Excerpts of location labeling data:
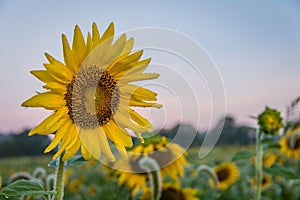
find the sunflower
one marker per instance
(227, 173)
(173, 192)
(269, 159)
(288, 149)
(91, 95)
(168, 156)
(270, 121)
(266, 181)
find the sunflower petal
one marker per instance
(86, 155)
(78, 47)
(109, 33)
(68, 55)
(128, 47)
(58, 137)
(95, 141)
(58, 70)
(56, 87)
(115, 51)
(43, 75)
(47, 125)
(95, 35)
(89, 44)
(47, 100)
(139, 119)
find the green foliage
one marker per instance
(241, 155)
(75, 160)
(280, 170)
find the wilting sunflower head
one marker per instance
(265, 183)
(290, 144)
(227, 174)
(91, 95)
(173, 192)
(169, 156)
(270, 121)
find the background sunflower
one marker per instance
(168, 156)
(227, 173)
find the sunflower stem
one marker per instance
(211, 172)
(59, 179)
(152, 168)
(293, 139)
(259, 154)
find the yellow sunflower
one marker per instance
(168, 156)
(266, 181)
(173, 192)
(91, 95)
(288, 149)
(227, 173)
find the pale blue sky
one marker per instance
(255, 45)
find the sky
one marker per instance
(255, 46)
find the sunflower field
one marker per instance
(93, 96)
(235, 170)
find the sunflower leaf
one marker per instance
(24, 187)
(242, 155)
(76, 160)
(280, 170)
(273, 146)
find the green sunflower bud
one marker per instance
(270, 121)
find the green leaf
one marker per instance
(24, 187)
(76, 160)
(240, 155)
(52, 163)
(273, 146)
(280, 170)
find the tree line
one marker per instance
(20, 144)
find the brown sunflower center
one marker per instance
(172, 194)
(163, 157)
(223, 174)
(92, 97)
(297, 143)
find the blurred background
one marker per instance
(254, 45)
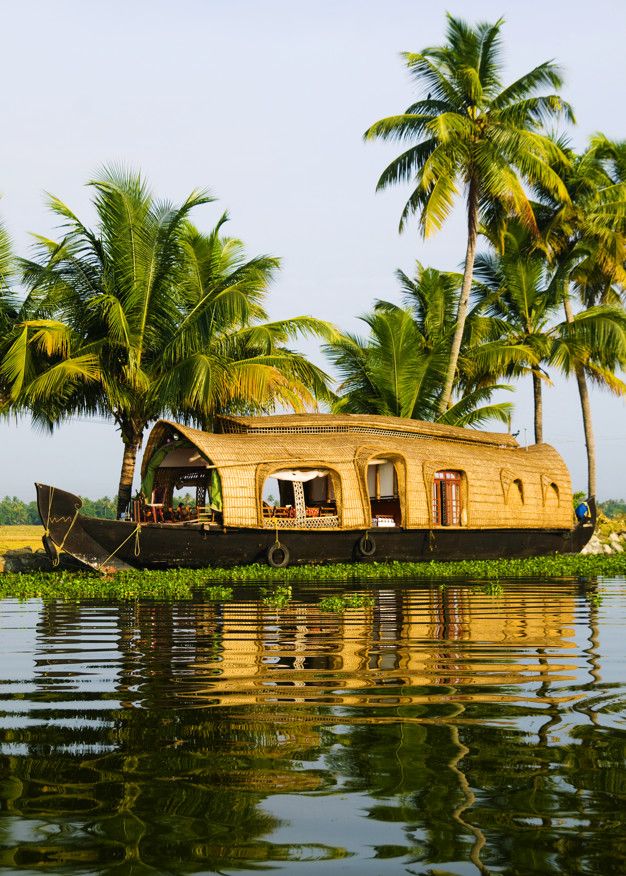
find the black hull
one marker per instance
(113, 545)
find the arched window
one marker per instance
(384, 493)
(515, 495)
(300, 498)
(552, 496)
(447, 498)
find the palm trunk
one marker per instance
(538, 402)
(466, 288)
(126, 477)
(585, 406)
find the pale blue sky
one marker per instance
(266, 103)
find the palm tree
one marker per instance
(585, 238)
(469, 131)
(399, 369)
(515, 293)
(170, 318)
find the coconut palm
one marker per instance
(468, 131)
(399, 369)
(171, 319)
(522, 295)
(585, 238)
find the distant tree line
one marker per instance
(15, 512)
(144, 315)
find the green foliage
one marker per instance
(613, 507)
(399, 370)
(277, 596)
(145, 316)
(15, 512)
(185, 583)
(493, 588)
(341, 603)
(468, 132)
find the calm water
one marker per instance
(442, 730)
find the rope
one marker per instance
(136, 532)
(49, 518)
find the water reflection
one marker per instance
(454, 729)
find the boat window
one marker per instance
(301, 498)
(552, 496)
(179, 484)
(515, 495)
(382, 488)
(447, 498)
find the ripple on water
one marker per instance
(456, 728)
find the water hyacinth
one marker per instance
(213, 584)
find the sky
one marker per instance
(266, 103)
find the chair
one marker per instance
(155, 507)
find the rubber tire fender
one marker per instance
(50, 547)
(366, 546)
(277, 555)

## Challenge
Omit every picture, then reproduce the rest of the listing exactly.

## Answer for this exercise
find the sunflower
one marker per instance
(227, 173)
(173, 192)
(269, 159)
(288, 149)
(91, 95)
(168, 156)
(270, 121)
(266, 181)
find the sunflower petal
one marker per instance
(86, 155)
(78, 47)
(109, 33)
(68, 55)
(128, 47)
(58, 137)
(95, 141)
(58, 70)
(56, 87)
(115, 51)
(43, 75)
(47, 125)
(95, 35)
(89, 44)
(47, 100)
(139, 119)
find the green foliage
one marker per instance
(241, 155)
(75, 160)
(280, 170)
find the wilting sunflower head
one marker per instance
(265, 183)
(290, 144)
(227, 174)
(91, 95)
(173, 192)
(169, 156)
(270, 121)
find the background sunflower
one marker per instance
(168, 156)
(227, 173)
find the sunflower stem
one marker per instance
(211, 172)
(59, 179)
(152, 168)
(293, 139)
(259, 154)
find the yellow sunflower
one marker per instance
(168, 156)
(266, 181)
(173, 192)
(91, 95)
(288, 149)
(227, 173)
find the pale blue sky
one marker per instance
(255, 45)
find the sky
one marker per instance
(255, 46)
find the sunflower field
one marker per instance
(93, 96)
(235, 170)
find the sunflower leaf
one marker per instance
(24, 187)
(242, 155)
(76, 160)
(280, 170)
(273, 146)
find the green sunflower bud
one marker per instance
(270, 121)
find the green leaf
one marker per instance
(24, 187)
(76, 160)
(240, 155)
(52, 163)
(273, 146)
(280, 170)
find the tree line
one marker per instance
(20, 144)
find the brown sunflower center
one marker per instance
(172, 194)
(163, 157)
(223, 174)
(92, 97)
(297, 143)
find the blurred background
one marker per instance
(254, 45)
find the black hull
one marker per instance
(113, 545)
find the arched window
one marker per instance
(384, 493)
(515, 495)
(300, 498)
(552, 496)
(447, 498)
find the palm trunk
one marker per instance
(538, 402)
(466, 288)
(126, 477)
(585, 406)
find the pale blue sky
one marker per instance
(266, 103)
find the palm tree
one marker per instance
(585, 238)
(469, 131)
(399, 369)
(515, 293)
(170, 318)
find the coconut palm
one marker per instance
(468, 131)
(399, 369)
(171, 319)
(522, 295)
(585, 238)
find the distant tree line
one marker per instance
(15, 512)
(144, 315)
find the green foliage
one marker per instance
(613, 507)
(399, 370)
(277, 596)
(145, 316)
(15, 512)
(185, 583)
(493, 588)
(341, 603)
(468, 132)
find the calm water
one marker per instance
(442, 730)
find the rope
one marker per instance
(136, 532)
(49, 518)
find the water reflection
one marker per instance
(454, 729)
find the boat window
one marker per instance
(301, 498)
(552, 496)
(179, 484)
(515, 495)
(382, 488)
(447, 498)
find the ripple on water
one marker per instance
(456, 728)
find the water hyacinth
one marker per instance
(213, 584)
find the sky
one marker per instance
(266, 103)
find the chair
one marker per instance
(155, 507)
find the rubber tire fender
one marker per instance
(50, 547)
(366, 546)
(277, 555)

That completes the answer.